▶ Given instruction:
Count the lines in the entries below that contain the string "lawn" and give only that number.

▶ The records:
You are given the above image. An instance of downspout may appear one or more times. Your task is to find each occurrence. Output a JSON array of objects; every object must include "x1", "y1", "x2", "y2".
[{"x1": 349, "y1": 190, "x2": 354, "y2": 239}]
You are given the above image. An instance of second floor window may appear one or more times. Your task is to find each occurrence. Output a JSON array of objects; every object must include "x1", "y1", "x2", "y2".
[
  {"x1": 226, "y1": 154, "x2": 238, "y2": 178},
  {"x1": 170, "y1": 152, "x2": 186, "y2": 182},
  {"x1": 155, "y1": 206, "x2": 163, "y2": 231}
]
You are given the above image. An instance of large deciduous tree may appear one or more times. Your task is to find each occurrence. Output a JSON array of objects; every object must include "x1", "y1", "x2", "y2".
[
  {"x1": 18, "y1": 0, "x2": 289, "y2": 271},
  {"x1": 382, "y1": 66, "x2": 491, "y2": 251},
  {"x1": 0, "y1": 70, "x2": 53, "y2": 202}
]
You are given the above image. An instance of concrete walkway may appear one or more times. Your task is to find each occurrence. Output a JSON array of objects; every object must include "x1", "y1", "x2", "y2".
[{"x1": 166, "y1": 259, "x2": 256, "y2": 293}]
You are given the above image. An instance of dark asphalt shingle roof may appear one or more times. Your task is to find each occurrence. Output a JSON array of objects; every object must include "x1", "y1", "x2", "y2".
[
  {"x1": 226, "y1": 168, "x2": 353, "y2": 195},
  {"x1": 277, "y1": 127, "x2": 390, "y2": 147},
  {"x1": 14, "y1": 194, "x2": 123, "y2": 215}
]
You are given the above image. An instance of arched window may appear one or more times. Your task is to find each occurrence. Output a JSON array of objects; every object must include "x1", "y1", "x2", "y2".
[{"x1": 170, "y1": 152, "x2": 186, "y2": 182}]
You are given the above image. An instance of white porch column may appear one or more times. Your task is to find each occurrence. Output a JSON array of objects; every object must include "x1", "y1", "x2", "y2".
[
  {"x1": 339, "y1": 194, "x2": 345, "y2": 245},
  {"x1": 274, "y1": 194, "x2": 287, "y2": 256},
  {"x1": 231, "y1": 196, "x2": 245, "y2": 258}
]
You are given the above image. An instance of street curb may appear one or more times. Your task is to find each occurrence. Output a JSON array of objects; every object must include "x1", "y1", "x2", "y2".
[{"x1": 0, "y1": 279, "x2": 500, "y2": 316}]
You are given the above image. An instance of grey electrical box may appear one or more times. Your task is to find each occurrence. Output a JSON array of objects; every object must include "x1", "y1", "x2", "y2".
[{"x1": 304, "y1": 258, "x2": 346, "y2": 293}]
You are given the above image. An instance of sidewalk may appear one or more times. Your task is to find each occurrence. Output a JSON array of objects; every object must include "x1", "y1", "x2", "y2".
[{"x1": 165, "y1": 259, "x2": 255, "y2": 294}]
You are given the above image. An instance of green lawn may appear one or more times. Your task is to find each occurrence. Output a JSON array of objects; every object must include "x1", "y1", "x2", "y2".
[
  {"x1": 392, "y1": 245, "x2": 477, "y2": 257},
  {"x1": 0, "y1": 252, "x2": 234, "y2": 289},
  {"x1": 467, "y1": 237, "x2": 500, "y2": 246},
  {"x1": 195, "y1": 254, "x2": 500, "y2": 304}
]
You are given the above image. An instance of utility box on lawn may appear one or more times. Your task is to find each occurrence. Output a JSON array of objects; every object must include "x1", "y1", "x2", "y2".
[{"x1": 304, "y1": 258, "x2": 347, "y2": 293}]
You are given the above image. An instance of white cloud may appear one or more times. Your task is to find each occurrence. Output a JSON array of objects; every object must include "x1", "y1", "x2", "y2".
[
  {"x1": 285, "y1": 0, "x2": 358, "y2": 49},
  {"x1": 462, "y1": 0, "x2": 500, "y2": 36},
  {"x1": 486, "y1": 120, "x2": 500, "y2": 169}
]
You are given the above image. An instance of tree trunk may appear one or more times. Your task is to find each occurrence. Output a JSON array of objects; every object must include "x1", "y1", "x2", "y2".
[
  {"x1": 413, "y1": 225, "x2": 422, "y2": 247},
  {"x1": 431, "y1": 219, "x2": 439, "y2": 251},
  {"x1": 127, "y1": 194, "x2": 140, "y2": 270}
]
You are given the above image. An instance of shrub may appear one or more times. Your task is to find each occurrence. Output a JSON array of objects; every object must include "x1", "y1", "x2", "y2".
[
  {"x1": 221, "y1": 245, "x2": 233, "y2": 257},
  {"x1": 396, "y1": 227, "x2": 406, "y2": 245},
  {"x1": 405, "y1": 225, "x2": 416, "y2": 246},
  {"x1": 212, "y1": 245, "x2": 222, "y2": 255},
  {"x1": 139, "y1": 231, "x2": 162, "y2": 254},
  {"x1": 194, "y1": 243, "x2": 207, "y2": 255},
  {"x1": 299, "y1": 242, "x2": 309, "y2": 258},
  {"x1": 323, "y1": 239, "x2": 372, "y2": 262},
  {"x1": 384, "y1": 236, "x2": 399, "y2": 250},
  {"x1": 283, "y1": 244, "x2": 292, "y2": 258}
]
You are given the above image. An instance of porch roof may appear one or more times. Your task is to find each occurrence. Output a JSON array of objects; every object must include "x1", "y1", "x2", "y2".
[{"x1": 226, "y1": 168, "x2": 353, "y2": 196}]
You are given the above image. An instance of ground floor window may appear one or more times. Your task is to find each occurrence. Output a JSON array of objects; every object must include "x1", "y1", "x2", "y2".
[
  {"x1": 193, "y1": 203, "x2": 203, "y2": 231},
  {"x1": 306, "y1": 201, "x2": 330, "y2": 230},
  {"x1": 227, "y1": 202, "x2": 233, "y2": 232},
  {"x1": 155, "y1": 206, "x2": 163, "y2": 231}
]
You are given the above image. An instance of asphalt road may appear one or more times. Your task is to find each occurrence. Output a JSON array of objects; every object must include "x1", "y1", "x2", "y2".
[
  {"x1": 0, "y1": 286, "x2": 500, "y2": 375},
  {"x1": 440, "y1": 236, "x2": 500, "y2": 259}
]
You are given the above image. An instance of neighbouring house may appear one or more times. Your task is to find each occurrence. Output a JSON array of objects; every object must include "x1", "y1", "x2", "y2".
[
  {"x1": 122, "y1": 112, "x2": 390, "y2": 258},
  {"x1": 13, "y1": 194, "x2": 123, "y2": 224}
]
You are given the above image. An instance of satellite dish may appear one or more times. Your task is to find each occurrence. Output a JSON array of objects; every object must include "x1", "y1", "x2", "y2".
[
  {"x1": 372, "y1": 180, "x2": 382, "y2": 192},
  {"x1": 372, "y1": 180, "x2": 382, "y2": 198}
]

==

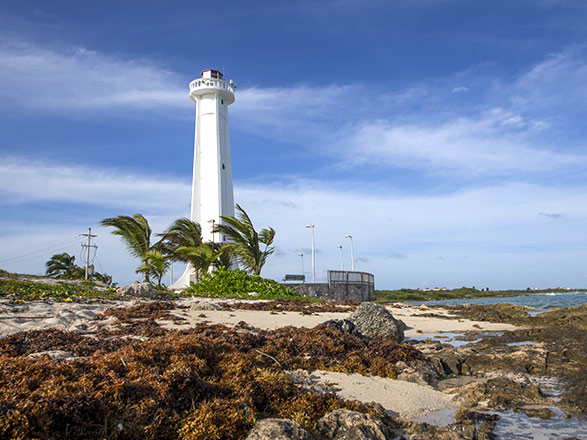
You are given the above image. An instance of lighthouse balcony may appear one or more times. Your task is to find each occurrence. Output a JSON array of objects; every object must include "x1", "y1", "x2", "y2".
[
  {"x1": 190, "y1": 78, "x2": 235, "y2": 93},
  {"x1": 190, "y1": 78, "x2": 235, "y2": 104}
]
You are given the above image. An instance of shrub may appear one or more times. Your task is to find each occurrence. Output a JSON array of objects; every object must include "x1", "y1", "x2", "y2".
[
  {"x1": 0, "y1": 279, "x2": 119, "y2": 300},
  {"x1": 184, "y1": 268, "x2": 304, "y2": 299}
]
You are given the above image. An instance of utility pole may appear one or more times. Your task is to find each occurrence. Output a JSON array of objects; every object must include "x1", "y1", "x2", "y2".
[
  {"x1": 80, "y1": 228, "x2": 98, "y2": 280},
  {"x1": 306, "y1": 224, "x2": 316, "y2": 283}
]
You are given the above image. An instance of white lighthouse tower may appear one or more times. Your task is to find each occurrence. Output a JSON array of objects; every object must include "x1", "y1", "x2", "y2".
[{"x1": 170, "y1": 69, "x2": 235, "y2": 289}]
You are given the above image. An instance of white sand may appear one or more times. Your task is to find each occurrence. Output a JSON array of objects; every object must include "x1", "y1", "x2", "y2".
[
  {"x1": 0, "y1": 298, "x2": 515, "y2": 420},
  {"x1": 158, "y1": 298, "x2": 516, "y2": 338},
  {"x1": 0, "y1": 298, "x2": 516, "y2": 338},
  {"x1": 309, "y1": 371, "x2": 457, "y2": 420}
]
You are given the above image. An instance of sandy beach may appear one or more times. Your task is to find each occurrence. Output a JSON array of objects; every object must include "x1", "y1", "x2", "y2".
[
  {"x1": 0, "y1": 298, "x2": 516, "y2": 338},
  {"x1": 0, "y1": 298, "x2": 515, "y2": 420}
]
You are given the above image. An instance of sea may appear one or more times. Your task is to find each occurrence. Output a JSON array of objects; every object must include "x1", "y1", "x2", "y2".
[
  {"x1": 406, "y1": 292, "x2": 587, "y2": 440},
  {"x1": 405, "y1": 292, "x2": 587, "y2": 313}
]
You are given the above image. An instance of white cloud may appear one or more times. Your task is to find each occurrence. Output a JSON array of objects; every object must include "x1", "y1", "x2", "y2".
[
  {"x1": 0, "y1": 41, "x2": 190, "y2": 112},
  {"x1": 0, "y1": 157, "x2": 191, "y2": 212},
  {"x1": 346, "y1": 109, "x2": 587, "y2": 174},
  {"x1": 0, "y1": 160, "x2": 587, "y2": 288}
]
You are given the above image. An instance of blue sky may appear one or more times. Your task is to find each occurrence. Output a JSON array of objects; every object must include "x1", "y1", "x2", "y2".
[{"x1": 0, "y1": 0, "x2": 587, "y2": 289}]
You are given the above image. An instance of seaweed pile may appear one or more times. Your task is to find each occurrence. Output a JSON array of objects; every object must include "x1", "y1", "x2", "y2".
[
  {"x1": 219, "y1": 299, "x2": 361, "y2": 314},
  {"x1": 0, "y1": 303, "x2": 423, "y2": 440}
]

▶ Expected answer:
2